#### [Goal of the exercise]
Locate every line of the records that contains the string "coords" and copy each such line in full. Matching is case-sensitive.

— Start —

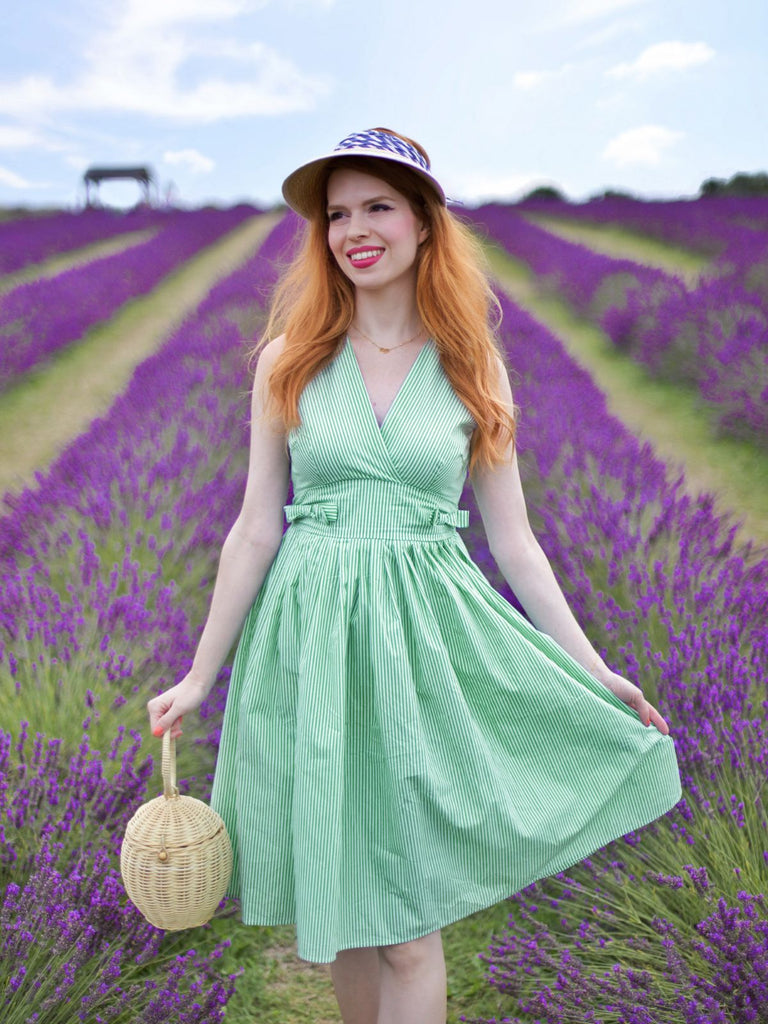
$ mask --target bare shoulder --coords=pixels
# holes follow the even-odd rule
[[[286,347],[286,336],[284,334],[279,335],[276,338],[272,338],[268,341],[266,345],[259,352],[258,366],[263,370],[271,370],[278,358],[283,354]]]

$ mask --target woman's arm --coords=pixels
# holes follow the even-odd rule
[[[499,387],[512,412],[512,392],[501,360]],[[660,732],[668,733],[669,726],[642,691],[605,665],[568,607],[552,566],[530,529],[516,454],[510,452],[493,469],[476,469],[471,479],[490,553],[534,626],[551,636],[596,679],[633,707],[645,725],[653,722]]]
[[[175,686],[147,703],[155,735],[181,734],[182,716],[210,693],[283,539],[289,459],[282,424],[266,411],[266,380],[283,338],[263,349],[251,398],[251,446],[243,507],[221,549],[211,606],[193,666]]]

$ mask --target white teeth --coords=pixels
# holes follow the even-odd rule
[[[383,249],[367,249],[362,253],[352,253],[349,258],[354,263],[358,259],[373,259],[374,256],[380,256],[383,252]]]

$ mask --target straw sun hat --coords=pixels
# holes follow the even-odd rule
[[[432,174],[429,161],[415,145],[388,131],[386,128],[370,128],[343,138],[331,153],[308,164],[302,164],[283,182],[283,197],[297,213],[309,218],[313,210],[313,200],[323,183],[323,175],[329,164],[343,157],[376,157],[391,160],[392,163],[410,167],[435,193],[443,206],[445,194]]]

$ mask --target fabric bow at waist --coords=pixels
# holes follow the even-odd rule
[[[336,502],[299,502],[296,505],[285,505],[286,519],[316,519],[318,522],[336,522],[339,518],[339,506]]]
[[[412,538],[433,541],[451,537],[457,526],[469,525],[469,512],[436,495],[415,488],[367,481],[360,488],[342,484],[328,497],[299,495],[284,506],[290,524],[329,537]],[[301,499],[304,498],[304,501]],[[306,500],[312,499],[314,501]]]

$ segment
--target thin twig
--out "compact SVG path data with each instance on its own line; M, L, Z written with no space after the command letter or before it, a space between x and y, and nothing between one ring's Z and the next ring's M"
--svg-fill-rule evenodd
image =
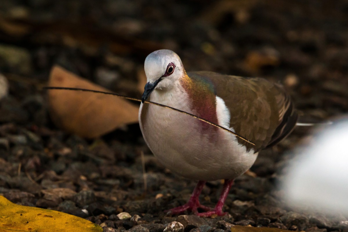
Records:
M81 89L81 88L70 88L70 87L50 87L50 86L49 86L49 87L44 87L44 88L46 89L63 89L63 90L74 90L74 91L78 90L78 91L86 91L86 92L92 92L92 93L100 93L100 94L109 94L109 95L113 95L114 96L118 96L118 97L122 97L122 98L126 98L126 99L128 99L129 100L132 100L132 101L136 101L136 102L141 102L141 100L140 100L140 99L138 99L137 98L134 98L134 97L127 97L127 96L125 96L124 95L121 95L121 94L115 94L115 93L110 93L110 92L105 92L105 91L100 91L98 90L92 90L92 89ZM229 132L230 133L231 133L231 134L234 135L235 136L236 136L237 137L238 137L238 138L239 138L240 139L242 139L243 140L244 140L245 142L247 142L247 143L250 143L250 144L252 144L253 145L254 145L254 146L255 146L255 143L254 143L253 142L251 142L251 141L250 141L249 139L247 139L247 138L244 138L244 137L243 137L243 136L242 136L241 135L239 135L238 134L236 133L235 132L234 132L232 131L232 130L229 130L227 128L225 128L224 127L222 127L221 126L220 126L220 125L217 125L217 124L216 123L214 123L214 122L211 122L210 121L208 121L208 120L207 120L206 119L205 119L204 118L200 118L200 117L199 117L198 116L195 115L194 114L191 114L191 113L189 113L188 112L186 112L186 111L183 111L183 110L179 110L179 109L177 109L174 108L173 107L172 107L171 106L167 106L167 105L163 105L163 104L161 104L160 103L157 103L157 102L151 102L151 101L145 101L144 102L144 103L148 103L148 104L153 104L154 105L158 105L159 106L161 106L162 107L164 107L165 108L166 108L167 109L171 109L173 110L175 110L175 111L178 111L178 112L180 112L181 113L183 113L185 114L187 114L188 115L189 115L191 116L191 117L193 117L195 118L196 118L196 119L198 119L198 120L200 120L201 121L202 121L204 122L206 122L206 123L207 123L208 124L210 124L210 125L211 125L212 126L213 126L214 127L217 127L218 128L220 128L221 129L222 129L223 130L226 130L226 131L228 131L228 132Z
M33 182L34 184L38 184L36 182L36 181L34 181L33 179L33 178L31 178L31 177L30 176L30 175L29 174L29 173L28 173L28 172L27 172L26 171L25 171L25 174L26 175L26 176L28 177L28 179L29 179L29 180L30 180L30 181L31 181L31 182Z

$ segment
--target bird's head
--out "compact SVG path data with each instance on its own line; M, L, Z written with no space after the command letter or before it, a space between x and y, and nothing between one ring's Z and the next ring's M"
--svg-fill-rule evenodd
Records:
M185 74L185 70L179 56L172 51L157 50L150 53L144 64L147 83L141 98L143 103L155 89L166 91Z

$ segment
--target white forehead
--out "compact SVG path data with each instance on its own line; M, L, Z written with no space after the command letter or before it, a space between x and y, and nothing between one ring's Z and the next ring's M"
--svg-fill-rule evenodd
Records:
M182 66L180 57L173 51L163 49L150 53L145 59L144 65L148 80L157 80L161 77L171 63L177 67Z

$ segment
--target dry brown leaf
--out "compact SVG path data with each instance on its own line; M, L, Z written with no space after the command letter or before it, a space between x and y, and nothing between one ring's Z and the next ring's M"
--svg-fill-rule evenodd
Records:
M252 227L237 225L234 225L231 228L231 232L290 232L290 231L277 228Z
M51 71L48 86L110 91L57 66ZM118 97L81 91L48 91L52 120L58 126L79 136L96 138L138 121L139 106Z

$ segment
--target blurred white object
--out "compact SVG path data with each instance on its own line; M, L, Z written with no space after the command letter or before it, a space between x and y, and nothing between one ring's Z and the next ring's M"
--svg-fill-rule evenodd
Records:
M290 205L348 214L348 120L334 122L296 152L284 184Z
M8 94L8 81L5 77L0 74L0 100Z

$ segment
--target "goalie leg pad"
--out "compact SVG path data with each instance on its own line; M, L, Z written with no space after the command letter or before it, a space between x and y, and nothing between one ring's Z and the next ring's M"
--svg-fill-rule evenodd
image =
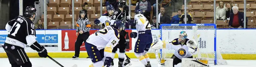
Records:
M183 58L182 67L209 67L208 60L204 59Z
M144 65L146 65L147 64L147 60L146 60L145 57L142 55L142 53L135 53L134 54L142 64Z

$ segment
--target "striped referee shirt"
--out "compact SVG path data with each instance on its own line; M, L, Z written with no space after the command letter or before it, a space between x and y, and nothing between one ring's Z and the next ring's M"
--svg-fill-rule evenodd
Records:
M87 18L79 18L77 23L77 32L83 31L83 32L89 32L91 29L90 22Z

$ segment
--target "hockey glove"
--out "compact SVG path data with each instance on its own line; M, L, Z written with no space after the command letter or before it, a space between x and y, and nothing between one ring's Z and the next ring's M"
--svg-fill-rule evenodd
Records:
M126 11L129 11L129 6L125 6L124 7L124 10Z
M134 25L134 20L130 20L128 21L128 23L129 23L129 25Z
M47 52L47 50L45 48L45 47L42 46L43 48L40 50L36 50L38 52L38 55L41 57L47 57L48 52Z
M110 67L111 66L111 63L112 61L112 59L110 57L107 57L105 59L104 62L104 67L107 66L107 67Z
M135 38L137 37L137 32L132 32L130 34L130 37Z
M124 36L124 37L125 37L125 36L126 35L126 34L127 34L127 32L126 31L124 30L123 30L121 31L119 34L121 36Z
M95 24L96 25L100 25L100 21L99 19L95 19L95 20L94 20L94 24Z

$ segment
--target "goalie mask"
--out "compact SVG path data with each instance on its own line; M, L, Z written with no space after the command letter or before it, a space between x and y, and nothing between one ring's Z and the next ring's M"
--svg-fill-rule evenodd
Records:
M181 31L179 33L179 39L178 39L178 42L179 43L181 42L185 42L185 40L188 37L188 35L187 35L187 34L186 32L185 31Z

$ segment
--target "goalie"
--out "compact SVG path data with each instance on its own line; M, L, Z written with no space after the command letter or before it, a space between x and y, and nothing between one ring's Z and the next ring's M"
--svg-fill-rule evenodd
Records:
M197 45L195 43L195 40L190 40L187 39L188 36L185 31L180 32L179 36L179 38L175 39L171 42L168 42L167 44L166 44L166 46L169 46L169 49L174 49L175 51L174 54L172 56L171 59L167 59L164 60L161 60L160 63L162 65L169 67L172 66L172 65L173 67L174 67L174 65L176 65L181 62L181 59L182 58L193 58L193 56L192 56L193 54L196 54L196 52L197 48ZM161 45L158 44L160 44L152 45L151 46L152 48L159 48L159 47L156 48L156 46L154 46L154 45L155 46ZM158 45L156 46L157 45ZM173 63L172 64L170 64L171 63Z

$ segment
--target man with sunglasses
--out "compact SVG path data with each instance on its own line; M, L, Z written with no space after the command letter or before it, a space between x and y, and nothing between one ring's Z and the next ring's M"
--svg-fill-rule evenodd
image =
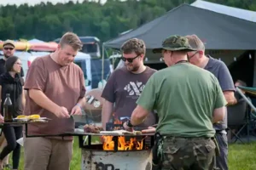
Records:
M215 130L212 122L222 121L226 101L217 78L191 65L187 52L195 51L186 37L171 36L162 47L168 68L154 73L137 101L131 120L124 128L131 130L152 110L159 122L153 148L153 163L159 170L214 168Z
M106 128L114 113L115 118L124 120L131 117L136 101L143 90L149 77L156 71L143 64L146 46L143 40L132 38L121 47L125 66L115 70L110 76L102 94L105 99L102 111L102 128ZM113 107L114 105L114 107ZM155 123L154 113L143 123L148 127Z
M5 69L5 61L8 58L14 56L15 52L15 42L11 40L6 40L3 44L3 58L0 60L0 75L6 72ZM24 71L21 67L20 76L24 76Z
M230 73L226 65L210 55L205 55L204 43L196 35L186 36L189 45L195 48L195 52L189 52L188 58L189 62L195 65L203 68L212 72L218 80L224 95L229 105L235 105L236 103L234 95L235 87L232 76ZM226 114L227 115L227 114ZM214 123L213 127L216 130L216 139L219 146L220 156L217 156L217 167L220 170L228 169L228 139L227 133L227 116L224 122Z

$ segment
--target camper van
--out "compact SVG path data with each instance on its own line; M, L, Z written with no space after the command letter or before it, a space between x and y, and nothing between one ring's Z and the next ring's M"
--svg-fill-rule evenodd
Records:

— End —

#### [Task solution]
$ mask --target bare shoulder --coords=pixels
$ mask --target woman's arm --coords=pixels
$ mask --target white teeth --coords=pixels
$ mask --target straw sun hat --coords=pixels
$ mask --target fabric bow at waist --coords=pixels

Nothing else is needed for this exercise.